Present the records below as a numbered list, omitting any blank lines.

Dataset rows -

________

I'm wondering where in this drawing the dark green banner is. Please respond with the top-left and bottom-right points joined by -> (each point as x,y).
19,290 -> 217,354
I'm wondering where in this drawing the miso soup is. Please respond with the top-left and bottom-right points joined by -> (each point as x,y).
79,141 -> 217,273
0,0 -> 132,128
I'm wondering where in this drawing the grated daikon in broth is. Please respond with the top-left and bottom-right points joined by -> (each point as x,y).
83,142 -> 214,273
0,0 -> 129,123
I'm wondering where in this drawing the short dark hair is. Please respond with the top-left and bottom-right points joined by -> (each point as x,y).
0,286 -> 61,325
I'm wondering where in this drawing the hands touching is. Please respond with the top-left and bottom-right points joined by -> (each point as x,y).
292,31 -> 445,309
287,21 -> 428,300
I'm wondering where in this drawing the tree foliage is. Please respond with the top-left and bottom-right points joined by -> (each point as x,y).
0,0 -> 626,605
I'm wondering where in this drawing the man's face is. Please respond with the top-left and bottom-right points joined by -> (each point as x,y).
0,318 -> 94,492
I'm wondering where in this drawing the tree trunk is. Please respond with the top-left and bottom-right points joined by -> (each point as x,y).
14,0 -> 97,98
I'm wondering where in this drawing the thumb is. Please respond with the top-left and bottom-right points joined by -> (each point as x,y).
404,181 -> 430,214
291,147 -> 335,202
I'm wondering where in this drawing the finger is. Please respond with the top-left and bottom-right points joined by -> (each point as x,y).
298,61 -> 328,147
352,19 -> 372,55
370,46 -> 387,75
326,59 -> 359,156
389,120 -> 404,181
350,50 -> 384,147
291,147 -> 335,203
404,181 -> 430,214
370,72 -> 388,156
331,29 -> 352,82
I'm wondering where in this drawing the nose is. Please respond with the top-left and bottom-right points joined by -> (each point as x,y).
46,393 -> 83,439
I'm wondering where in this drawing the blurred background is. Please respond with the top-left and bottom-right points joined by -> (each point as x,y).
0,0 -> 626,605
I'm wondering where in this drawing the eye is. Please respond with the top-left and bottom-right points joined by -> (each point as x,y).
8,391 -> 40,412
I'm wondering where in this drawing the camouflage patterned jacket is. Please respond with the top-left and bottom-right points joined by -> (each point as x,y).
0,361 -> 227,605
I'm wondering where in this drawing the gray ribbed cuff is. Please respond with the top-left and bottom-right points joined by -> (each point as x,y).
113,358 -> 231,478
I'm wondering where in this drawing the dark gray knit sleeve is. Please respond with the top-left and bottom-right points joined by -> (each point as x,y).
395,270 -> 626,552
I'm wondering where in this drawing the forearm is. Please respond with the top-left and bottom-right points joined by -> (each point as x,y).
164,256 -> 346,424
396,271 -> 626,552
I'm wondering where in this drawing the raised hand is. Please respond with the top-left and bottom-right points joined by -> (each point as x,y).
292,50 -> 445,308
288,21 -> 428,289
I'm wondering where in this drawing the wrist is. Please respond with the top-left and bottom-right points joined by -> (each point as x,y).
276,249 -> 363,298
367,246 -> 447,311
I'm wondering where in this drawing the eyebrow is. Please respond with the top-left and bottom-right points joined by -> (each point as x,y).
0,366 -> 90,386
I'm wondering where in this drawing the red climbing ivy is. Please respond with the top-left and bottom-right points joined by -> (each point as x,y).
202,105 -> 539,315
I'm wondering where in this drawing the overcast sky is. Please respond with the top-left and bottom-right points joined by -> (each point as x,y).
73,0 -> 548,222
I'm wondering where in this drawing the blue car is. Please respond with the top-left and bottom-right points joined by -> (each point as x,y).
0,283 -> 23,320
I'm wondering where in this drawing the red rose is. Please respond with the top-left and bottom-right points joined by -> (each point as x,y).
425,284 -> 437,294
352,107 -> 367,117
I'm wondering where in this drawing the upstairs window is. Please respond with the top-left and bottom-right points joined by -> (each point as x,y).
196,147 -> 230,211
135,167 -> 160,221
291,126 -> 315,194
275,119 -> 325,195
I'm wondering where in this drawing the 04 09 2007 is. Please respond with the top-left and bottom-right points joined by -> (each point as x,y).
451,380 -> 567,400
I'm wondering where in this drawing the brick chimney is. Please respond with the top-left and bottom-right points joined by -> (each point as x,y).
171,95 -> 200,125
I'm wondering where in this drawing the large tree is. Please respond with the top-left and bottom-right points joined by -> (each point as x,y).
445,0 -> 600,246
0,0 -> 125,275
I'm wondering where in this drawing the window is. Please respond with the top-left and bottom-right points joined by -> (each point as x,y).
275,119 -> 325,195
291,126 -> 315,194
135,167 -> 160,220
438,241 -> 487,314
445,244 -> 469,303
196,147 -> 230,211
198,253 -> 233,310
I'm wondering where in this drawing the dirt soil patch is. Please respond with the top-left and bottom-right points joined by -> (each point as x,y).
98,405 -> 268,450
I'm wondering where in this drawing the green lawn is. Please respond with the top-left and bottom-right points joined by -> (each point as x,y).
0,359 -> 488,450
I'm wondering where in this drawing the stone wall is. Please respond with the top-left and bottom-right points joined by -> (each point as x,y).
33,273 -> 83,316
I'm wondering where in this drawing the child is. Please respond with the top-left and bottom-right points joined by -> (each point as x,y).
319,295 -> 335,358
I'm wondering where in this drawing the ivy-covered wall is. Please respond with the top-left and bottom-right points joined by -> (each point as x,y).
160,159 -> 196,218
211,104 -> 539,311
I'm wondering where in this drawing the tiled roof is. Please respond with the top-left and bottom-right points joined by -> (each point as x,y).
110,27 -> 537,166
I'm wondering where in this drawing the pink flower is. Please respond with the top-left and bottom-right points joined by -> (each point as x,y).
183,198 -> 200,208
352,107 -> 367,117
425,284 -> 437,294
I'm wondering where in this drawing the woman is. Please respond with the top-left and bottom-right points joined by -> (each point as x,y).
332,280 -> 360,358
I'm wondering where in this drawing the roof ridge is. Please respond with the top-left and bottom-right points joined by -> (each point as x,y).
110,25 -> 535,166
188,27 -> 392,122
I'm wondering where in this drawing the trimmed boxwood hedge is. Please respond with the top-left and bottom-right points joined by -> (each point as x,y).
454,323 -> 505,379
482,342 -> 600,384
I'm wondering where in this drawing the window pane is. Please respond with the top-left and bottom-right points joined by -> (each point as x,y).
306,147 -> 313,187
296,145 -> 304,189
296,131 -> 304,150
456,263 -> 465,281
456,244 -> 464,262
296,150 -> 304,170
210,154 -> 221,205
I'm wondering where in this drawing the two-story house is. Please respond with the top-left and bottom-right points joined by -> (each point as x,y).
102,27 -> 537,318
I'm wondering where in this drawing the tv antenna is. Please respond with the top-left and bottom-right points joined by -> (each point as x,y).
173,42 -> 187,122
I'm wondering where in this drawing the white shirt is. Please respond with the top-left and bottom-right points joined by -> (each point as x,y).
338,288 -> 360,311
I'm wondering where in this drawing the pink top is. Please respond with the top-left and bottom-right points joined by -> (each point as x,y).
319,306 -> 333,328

________

RESULT -
1. I'm wondering where in this drawing the dark green banner is. Please respond with the top-left and bottom-right points joined by -> (each point as x,y).
2. 19,290 -> 217,354
3. I'm wondering where in this drawing the miso soup is. Please respond with the top-left and bottom-right points joined by -> (each point as x,y).
4. 79,141 -> 217,273
5. 0,0 -> 132,128
6. I'm wondering where in this drawing the grated daikon in broth is. Please respond with the top-left and bottom-right points joined by -> (each point as x,y).
7. 83,142 -> 214,273
8. 0,0 -> 129,123
9. I'm wondering where in this drawing the short dark hair is. Please respond with the top-left and bottom-right points joined by -> (each point as x,y).
10. 0,286 -> 61,325
11. I'm wondering where in this drawing the hands touching is. Please respond with the top-left and bottom-right points joined by -> (each point as x,y).
12. 292,31 -> 445,309
13. 287,21 -> 428,300
14. I'm wondering where in this drawing the tree foliage is. Please respond with the top-left and bottom-right points joined by -> (each point as x,y).
15. 0,0 -> 626,605
16. I'm wondering where in this drawing the man's face is. Please respond with the top-left and bottom-right points joined by -> (each point as x,y).
17. 0,318 -> 94,492
18. I'm wondering where in this drawing the tree trunk is. Please respond with the top-left and bottom-right points joined by -> (each point as x,y).
19. 14,0 -> 97,98
20. I'm wondering where in this drawing the thumb is. Please respond with the top-left and bottom-right points joined by -> (each point as x,y).
21. 404,181 -> 430,214
22. 291,147 -> 335,202
23. I'm wondering where in this drawing the finger is. Please respond with the top-left and bottom-right points joined by -> (each point as x,y).
24. 298,61 -> 328,147
25. 352,19 -> 372,55
26. 370,46 -> 387,75
27. 326,59 -> 359,156
28. 389,120 -> 404,181
29. 350,50 -> 384,147
30. 291,147 -> 335,203
31. 404,181 -> 430,214
32. 370,72 -> 388,156
33. 331,29 -> 352,82
34. I'm wondering where in this drawing the nose is. Please respond with the top-left and bottom-right points joined by -> (each point as x,y).
35. 46,393 -> 83,439
36. I'm wondering where in this drawing the blurred background is. Please respond with the top-left and bottom-right points joined by -> (each point as x,y).
37. 0,0 -> 626,605
38. I'm wondering where in this drawing the eye is. Please respond with the top-left and bottom-right points joined by -> (each point as x,y).
39. 8,391 -> 40,412
40. I'm wondering where in this drawing the camouflage patterned jacket is. Please respond with the top-left and bottom-right points joined by -> (each point as x,y).
41. 0,361 -> 227,605
42. I'm wondering where in this drawing the gray ribbed cuff is. Please respond with the top-left and bottom-right points joined by -> (each point as x,y).
43. 113,358 -> 231,478
44. I'm wondering where in this drawing the dark gray knit sleeve is. Please respond with the top-left and bottom-right points joined by -> (each point as x,y).
45. 395,270 -> 626,552
46. I'm wondering where in this drawing the forearm is. Please respond with the top-left and bottom-right points joined by -> (each point as x,y).
47. 164,256 -> 346,424
48. 396,271 -> 626,552
49. I'm wondering where in this drawing the raised hand is. Please respond with the top-left and bottom-right points joined by -> (each point as x,y).
50. 292,50 -> 445,308
51. 288,21 -> 428,289
52. I'm wondering where in this drawing the wrist is. Please respond with the top-left and bottom-right points joined by -> (each point as x,y).
53. 276,249 -> 363,298
54. 367,246 -> 447,311
55. I'm wondering where in this drawing the eyebrow is. Please respond with the top-left and bottom-right points joined by -> (each point as x,y).
56. 0,366 -> 90,386
57. I'm wondering where in this drawing the red climbing ivy is. Please respond with the top-left and bottom-right points joined by -> (each point as x,y).
58. 202,105 -> 539,315
59. I'm wondering where in this drawing the overcast sky is. Please respond with the top-left and bottom-right points joined by -> (each point as x,y).
60. 73,0 -> 548,222
61. I'm wondering where in this drawing the blue car is. Please respond with the top-left and bottom-right points joined by -> (each point as x,y).
62. 0,283 -> 23,320
63. I'm wondering where in this drawing the red rose is. Please respond with the top-left and bottom-right points joined by -> (each point as x,y).
64. 425,284 -> 437,294
65. 352,107 -> 367,117
66. I'm wondering where in this drawing the upstairs window is. Please respond with the top-left and bottom-right points joined by -> (each point as x,y).
67. 196,147 -> 230,211
68. 135,167 -> 160,221
69. 291,126 -> 315,194
70. 275,119 -> 325,195
71. I'm wondering where in this drawing the 04 09 2007 is. Please respond with the top-left and bottom-right points joined by -> (each point as x,y).
72. 451,380 -> 567,400
73. I'm wondering where in this drawing the brick chimney is. Please respond with the top-left and bottom-right points joined by -> (each point as x,y).
74. 171,95 -> 200,125
75. I'm wondering where in this drawing the large tree is. Please respond with the top-left and bottom-right points joined by -> (each point as x,y).
76. 445,0 -> 600,246
77. 0,0 -> 125,275
78. I'm wondering where in this drawing the window is. Please respond with the top-left and bottom-right points joined by -> (each point as x,y).
79. 275,119 -> 325,195
80. 291,126 -> 315,194
81. 135,167 -> 160,220
82. 438,241 -> 487,314
83. 445,244 -> 469,303
84. 196,147 -> 230,211
85. 198,253 -> 233,310
86. I'm wondering where in this drawing the dirt soil patch is. Please respond with the top-left and bottom-right points joined by -> (each point as x,y).
87. 98,405 -> 268,450
88. I'm wondering where in this drawing the green lawn is. Please respond with the top-left and bottom-right points joined by -> (each point as x,y).
89. 0,359 -> 488,450
90. I'm wondering where in this drawing the stone wall is. Please respond with the top-left and bottom-right points joined by -> (each point as x,y).
91. 33,273 -> 83,316
92. I'm wondering where in this drawing the child is. Please respond with the top-left and bottom-right points joined by -> (each point as x,y).
93. 319,295 -> 335,358
94. I'm wondering where in this drawing the ivy-covered wall is. Please respond with the top-left and bottom-right points joined by -> (each point as x,y).
95. 160,159 -> 196,218
96. 211,104 -> 539,311
97. I'm wondering where in this drawing the tiled roof is. Please respond with the top-left and bottom-right points joined by -> (each point as x,y).
98. 110,27 -> 537,166
99. I'm wondering where in this drawing the pink flower is. Please respond with the top-left and bottom-right points joined by -> (each point as x,y).
100. 183,198 -> 200,208
101. 352,107 -> 367,117
102. 425,284 -> 437,294
103. I'm wondering where in this drawing the woman is. Please respond with the top-left and bottom-right points joined by -> (each point as x,y).
104. 332,280 -> 360,358
105. I'm wondering where in this drawing the roof ridge is. Please respond with the top-left and bottom-right points joined by -> (each point as x,y).
106. 110,25 -> 535,166
107. 188,27 -> 392,122
108. I'm wondering where in this drawing the trimmed boxwood hedge is. Please respond with the top-left and bottom-right points joined by -> (each point as x,y).
109. 454,323 -> 505,379
110. 482,342 -> 600,384
111. I'm wondering where in this drawing the window pane is. Please respond with the top-left and bottom-right points joined by -> (each point as x,y).
112. 306,147 -> 313,187
113. 296,145 -> 304,189
114. 296,131 -> 304,150
115. 456,263 -> 465,281
116. 456,244 -> 464,262
117. 296,150 -> 304,170
118. 210,154 -> 221,205
119. I'm wondering where in this drawing the two-story house is. Please respond with the top-left and bottom-right points joined by -> (each point as x,y).
120. 102,27 -> 537,318
121. I'm wondering where in this drawing the tv antenna is. Please respond with the top-left and bottom-right points joined by -> (each point as x,y).
122. 173,42 -> 187,122
123. I'm wondering where in this drawing the white shirt is. Please respond with the top-left and bottom-right points joined by -> (each point as x,y).
124. 338,288 -> 360,311
125. I'm wondering where in this drawing the pink top is. Please respond with the top-left and bottom-right points joined by -> (each point as x,y).
126. 319,306 -> 333,328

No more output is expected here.